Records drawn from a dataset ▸
==============================

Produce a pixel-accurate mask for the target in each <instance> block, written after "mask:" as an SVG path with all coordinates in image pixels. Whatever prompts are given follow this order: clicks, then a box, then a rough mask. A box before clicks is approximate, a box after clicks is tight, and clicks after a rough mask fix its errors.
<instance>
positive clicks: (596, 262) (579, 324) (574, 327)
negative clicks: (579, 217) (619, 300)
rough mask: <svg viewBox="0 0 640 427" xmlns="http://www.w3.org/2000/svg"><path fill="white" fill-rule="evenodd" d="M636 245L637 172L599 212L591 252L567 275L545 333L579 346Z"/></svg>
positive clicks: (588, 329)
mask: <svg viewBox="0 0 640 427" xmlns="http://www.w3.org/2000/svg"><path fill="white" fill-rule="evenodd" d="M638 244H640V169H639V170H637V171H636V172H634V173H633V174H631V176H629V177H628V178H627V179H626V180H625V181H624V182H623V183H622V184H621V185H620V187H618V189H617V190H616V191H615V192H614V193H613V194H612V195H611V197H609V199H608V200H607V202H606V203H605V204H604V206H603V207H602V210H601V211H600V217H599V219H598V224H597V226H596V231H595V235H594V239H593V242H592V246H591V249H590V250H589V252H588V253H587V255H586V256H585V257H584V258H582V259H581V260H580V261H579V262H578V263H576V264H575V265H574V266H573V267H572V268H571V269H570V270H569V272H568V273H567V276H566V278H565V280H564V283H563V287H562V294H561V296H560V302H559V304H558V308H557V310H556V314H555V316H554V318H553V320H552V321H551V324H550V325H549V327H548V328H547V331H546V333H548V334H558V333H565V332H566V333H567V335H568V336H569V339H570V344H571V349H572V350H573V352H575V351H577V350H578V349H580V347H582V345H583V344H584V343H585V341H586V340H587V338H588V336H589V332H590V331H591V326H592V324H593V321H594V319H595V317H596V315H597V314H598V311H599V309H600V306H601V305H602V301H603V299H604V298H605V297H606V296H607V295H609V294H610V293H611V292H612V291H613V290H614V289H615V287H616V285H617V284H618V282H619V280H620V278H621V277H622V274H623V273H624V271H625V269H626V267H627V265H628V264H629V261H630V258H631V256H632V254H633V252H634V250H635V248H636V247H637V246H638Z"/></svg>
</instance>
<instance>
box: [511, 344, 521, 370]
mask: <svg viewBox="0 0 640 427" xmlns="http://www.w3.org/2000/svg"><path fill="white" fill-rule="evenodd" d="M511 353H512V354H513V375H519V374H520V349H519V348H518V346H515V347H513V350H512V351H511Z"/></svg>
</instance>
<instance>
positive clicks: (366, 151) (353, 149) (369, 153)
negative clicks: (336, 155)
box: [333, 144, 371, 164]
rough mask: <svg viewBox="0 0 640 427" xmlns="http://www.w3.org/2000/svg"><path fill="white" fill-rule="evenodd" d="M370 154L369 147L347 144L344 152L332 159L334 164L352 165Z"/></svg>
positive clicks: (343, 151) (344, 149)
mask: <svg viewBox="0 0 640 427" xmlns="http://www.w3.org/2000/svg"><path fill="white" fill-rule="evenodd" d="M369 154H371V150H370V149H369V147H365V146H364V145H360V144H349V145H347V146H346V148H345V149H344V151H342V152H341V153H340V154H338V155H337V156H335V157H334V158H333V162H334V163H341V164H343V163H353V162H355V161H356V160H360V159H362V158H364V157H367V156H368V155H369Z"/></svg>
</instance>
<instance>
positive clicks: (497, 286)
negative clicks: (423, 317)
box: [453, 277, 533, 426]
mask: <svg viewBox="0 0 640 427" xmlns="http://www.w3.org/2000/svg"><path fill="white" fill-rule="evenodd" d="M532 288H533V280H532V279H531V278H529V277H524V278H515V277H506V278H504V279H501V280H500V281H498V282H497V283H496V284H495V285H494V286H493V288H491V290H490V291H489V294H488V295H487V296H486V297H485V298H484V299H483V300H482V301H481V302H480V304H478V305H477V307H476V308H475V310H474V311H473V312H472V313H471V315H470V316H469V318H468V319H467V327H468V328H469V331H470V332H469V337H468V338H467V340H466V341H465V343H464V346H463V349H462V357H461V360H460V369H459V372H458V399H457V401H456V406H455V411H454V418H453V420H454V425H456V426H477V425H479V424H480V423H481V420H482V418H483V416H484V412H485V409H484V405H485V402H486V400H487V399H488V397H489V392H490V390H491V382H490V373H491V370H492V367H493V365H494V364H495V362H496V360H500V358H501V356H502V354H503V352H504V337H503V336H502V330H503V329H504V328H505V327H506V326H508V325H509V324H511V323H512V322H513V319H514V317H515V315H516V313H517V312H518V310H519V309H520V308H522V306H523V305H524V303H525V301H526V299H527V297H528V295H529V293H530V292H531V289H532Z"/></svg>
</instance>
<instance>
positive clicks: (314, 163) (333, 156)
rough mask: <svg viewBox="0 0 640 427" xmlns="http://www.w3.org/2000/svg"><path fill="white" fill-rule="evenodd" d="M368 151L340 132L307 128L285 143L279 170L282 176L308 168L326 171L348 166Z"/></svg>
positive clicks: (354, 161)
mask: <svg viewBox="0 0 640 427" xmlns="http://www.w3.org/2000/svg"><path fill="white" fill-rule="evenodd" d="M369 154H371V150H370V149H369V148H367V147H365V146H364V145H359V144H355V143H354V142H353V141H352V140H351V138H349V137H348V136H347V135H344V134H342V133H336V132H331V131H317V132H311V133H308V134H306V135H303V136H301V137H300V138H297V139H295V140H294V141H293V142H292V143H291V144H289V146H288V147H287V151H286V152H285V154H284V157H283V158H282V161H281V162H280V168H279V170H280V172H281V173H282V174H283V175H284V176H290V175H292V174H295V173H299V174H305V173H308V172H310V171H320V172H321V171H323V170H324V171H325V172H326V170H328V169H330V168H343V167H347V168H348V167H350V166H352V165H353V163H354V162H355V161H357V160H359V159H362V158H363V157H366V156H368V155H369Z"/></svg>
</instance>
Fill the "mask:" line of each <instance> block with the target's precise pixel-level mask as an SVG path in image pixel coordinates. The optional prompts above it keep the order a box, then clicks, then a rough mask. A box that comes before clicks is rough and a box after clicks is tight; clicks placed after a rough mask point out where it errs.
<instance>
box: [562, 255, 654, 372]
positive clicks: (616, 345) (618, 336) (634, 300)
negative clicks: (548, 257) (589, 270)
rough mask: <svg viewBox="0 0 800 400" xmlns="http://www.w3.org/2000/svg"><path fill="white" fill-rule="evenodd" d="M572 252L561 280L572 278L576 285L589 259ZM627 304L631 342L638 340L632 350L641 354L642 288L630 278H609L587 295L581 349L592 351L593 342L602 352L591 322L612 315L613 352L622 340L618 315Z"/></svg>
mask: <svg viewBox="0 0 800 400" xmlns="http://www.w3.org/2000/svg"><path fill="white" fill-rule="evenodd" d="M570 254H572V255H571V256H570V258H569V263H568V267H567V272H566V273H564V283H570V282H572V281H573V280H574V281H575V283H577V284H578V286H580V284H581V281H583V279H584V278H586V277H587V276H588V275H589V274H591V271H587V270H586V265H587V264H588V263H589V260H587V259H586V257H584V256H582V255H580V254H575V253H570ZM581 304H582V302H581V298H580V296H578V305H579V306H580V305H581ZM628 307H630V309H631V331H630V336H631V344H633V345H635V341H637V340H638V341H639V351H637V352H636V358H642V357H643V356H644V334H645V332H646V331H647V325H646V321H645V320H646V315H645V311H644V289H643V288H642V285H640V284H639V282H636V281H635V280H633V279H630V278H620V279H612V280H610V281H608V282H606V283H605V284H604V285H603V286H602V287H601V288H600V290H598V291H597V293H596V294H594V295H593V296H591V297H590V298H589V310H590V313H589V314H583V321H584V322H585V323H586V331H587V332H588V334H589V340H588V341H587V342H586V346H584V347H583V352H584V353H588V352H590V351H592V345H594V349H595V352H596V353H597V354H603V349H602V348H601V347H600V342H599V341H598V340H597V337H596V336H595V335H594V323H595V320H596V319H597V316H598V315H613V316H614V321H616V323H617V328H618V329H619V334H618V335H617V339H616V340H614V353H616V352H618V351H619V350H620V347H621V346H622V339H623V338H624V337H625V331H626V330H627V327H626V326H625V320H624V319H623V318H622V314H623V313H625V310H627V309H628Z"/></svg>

==============================

TASK PROMPT ▸
Reproduce the lines above, beginning at the line with "positive clicks: (596, 262)" and stopping after the line with "245L637 172L599 212L591", exactly as they are.

ANSWER SPACE ▸
positive clicks: (596, 262) (579, 324) (574, 327)
negative clicks: (579, 217) (619, 300)
rough mask: <svg viewBox="0 0 640 427" xmlns="http://www.w3.org/2000/svg"><path fill="white" fill-rule="evenodd" d="M636 245L637 172L599 212L591 252L567 275L545 333L579 346Z"/></svg>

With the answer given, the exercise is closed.